REQUIRED WORK
With the pictures left out, reproduce exactly the lines running from the line with "For the benchmark, mark every instance of the white cloud" to the last line of the material below.

(Stored data)
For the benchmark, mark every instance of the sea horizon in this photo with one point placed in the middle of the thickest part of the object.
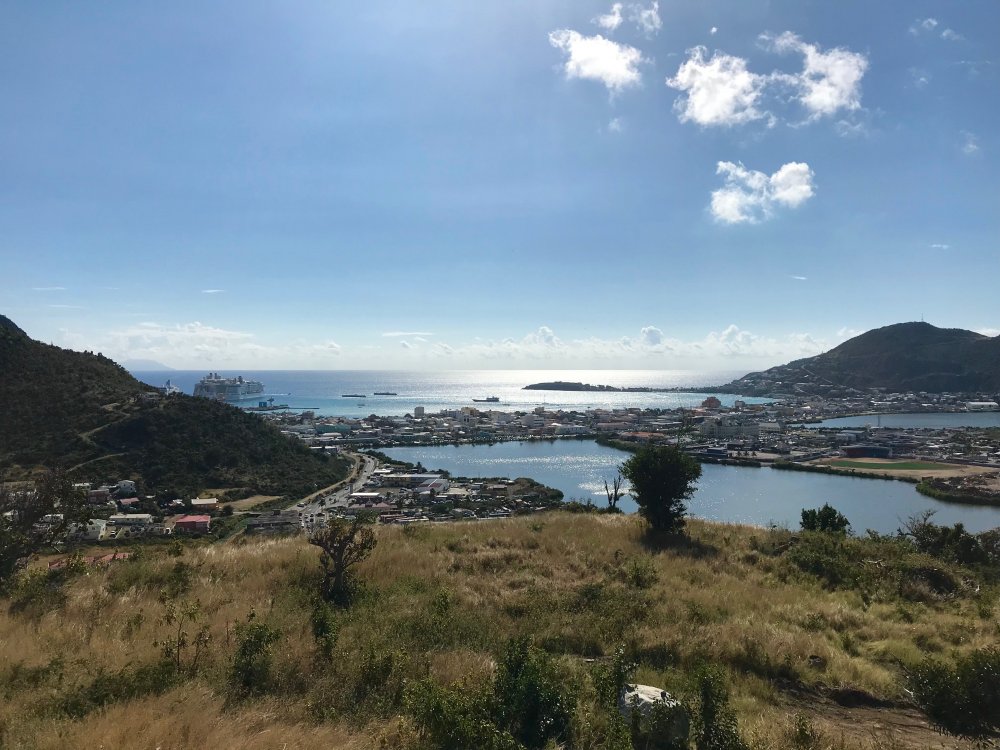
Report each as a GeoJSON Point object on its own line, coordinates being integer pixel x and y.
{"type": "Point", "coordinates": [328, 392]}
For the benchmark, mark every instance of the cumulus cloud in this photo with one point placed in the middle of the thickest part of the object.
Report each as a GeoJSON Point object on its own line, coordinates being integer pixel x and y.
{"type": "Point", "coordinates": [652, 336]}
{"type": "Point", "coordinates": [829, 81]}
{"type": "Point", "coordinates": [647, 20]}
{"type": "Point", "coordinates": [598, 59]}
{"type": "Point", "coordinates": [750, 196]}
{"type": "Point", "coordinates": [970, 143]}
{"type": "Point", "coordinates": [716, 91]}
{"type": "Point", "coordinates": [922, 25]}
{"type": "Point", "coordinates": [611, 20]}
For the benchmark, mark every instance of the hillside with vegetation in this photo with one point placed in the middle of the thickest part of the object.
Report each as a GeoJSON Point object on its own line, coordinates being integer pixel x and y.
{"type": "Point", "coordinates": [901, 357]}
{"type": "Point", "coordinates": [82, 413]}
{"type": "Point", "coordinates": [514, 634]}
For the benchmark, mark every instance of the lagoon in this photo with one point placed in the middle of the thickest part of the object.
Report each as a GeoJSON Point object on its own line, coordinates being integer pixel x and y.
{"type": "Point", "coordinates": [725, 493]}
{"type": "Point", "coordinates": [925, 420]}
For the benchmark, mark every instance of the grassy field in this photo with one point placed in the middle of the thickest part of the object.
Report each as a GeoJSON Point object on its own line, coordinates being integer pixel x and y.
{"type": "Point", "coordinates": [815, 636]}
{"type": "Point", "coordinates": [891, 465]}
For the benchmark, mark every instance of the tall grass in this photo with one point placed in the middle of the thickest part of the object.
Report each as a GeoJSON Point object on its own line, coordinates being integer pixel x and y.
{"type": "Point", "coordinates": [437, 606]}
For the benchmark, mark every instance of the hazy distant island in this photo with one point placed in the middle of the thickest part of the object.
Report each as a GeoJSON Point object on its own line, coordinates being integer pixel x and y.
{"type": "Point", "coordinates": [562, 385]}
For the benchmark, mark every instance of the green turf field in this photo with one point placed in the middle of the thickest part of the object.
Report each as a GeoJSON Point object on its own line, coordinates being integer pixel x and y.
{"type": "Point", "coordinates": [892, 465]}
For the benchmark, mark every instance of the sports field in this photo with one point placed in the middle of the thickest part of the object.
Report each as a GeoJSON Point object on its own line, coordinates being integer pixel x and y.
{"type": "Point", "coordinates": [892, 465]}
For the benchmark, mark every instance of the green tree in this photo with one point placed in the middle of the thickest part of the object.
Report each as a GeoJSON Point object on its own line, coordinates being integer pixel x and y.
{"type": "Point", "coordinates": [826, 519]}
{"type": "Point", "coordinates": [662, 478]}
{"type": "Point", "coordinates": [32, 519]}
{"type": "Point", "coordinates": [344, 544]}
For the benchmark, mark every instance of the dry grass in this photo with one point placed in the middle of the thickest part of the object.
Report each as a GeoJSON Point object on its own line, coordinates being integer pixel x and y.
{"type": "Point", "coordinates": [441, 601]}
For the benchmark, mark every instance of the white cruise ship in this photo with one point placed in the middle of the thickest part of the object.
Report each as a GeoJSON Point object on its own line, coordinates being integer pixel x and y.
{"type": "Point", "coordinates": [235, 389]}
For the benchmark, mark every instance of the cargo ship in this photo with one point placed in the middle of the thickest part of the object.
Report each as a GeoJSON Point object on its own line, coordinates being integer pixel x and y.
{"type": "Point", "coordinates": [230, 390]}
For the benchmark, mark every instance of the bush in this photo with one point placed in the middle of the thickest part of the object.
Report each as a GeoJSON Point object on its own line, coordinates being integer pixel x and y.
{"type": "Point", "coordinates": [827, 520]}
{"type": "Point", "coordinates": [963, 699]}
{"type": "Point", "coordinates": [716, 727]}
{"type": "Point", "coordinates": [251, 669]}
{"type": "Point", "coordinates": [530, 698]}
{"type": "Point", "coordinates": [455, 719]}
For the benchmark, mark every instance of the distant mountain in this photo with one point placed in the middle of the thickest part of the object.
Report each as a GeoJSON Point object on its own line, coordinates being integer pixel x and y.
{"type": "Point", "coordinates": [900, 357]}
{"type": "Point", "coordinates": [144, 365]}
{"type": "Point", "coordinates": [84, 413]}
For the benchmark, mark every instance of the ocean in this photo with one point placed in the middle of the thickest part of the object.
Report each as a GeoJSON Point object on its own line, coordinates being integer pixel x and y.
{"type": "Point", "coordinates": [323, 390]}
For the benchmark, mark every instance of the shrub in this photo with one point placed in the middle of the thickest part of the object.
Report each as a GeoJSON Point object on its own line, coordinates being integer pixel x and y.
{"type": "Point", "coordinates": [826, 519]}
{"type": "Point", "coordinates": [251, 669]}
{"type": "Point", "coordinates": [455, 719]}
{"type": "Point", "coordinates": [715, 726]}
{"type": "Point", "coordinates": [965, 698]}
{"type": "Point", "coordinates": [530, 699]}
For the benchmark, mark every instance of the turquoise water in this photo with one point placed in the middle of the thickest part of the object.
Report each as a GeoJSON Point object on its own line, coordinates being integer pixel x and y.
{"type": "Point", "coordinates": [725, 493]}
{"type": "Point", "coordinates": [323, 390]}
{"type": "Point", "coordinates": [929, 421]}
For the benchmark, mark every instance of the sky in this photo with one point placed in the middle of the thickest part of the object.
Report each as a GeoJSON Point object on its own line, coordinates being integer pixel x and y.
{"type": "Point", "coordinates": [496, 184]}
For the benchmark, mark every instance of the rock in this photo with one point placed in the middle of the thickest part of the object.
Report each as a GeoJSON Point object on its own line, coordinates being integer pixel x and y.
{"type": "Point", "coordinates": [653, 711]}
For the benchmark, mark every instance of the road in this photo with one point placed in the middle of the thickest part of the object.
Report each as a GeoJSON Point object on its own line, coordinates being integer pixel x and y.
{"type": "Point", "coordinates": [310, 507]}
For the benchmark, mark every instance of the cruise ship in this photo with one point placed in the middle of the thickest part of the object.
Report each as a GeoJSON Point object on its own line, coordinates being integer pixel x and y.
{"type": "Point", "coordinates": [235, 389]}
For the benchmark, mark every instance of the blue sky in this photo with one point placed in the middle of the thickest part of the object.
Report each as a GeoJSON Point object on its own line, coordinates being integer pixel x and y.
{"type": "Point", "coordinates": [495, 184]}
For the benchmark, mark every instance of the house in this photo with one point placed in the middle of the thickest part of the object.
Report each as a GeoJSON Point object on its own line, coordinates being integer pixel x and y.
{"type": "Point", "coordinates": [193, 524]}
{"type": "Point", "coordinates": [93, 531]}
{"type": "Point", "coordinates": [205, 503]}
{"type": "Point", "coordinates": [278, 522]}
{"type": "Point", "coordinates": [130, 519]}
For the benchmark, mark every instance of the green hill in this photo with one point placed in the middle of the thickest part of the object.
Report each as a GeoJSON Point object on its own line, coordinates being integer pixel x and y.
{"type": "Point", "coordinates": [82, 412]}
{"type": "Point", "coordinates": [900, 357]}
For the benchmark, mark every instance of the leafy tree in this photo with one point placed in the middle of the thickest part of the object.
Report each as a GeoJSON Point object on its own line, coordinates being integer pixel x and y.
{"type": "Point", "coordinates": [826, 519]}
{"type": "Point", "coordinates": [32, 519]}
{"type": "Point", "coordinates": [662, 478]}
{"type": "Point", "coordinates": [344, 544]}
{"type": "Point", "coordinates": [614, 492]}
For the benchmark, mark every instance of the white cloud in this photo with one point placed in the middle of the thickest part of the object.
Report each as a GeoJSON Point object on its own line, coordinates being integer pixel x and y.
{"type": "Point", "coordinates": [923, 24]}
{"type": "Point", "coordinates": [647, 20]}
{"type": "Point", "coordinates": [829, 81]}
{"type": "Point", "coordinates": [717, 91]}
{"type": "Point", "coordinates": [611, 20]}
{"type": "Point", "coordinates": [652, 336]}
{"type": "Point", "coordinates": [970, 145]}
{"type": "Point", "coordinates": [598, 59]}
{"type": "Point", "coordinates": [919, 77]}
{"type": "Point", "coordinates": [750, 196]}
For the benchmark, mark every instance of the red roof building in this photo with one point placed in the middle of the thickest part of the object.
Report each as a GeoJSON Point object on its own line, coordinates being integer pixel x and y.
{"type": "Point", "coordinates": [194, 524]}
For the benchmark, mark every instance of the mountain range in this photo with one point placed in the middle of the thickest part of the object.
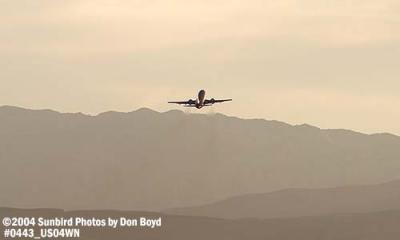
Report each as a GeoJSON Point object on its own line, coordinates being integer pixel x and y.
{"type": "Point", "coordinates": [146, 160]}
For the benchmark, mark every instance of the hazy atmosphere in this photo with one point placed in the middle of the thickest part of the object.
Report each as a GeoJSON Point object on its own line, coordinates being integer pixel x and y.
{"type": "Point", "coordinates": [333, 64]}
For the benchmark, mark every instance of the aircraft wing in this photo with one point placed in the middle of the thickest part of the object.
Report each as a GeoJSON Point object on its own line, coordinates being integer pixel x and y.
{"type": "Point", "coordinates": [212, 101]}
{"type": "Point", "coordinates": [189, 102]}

TASK ANSWER
For the benchmark, mark every instance of the white cloud in this photo with one point placed in the middle of the thickest part of the object.
Report each as a GeoJSON Point object on its own line, coordinates being integer pixel x and y.
{"type": "Point", "coordinates": [923, 24]}
{"type": "Point", "coordinates": [647, 20]}
{"type": "Point", "coordinates": [829, 81]}
{"type": "Point", "coordinates": [717, 91]}
{"type": "Point", "coordinates": [611, 20]}
{"type": "Point", "coordinates": [652, 336]}
{"type": "Point", "coordinates": [970, 145]}
{"type": "Point", "coordinates": [598, 59]}
{"type": "Point", "coordinates": [919, 77]}
{"type": "Point", "coordinates": [750, 196]}
For the benchmark, mark every instance of the red roof building in this photo with one point placed in the middle of the thickest part of the object.
Report each as a GeoJSON Point object on its own line, coordinates being integer pixel x and y.
{"type": "Point", "coordinates": [194, 524]}
For the benchmark, mark every instance of the mountain range in this photo with one point placed in the middle of the thickest part of the object.
Report each as a GeoJSON Point object on its own line, coordinates being integer pixel x and y.
{"type": "Point", "coordinates": [146, 160]}
For the benchmark, mark every instance of the hazy atmosphere in this photo with one point placed in the middle of the thickest part of the object.
Report each as a GeoJSON Point object on its own line, coordinates being integer pixel x and y.
{"type": "Point", "coordinates": [333, 64]}
For the benchmark, mark every instance of the aircraft wing in this photo with one point placed in the middle of the thickest part of the object.
Report each as a GeoJSON Point object on its own line, coordinates being integer pixel x and y.
{"type": "Point", "coordinates": [212, 101]}
{"type": "Point", "coordinates": [189, 102]}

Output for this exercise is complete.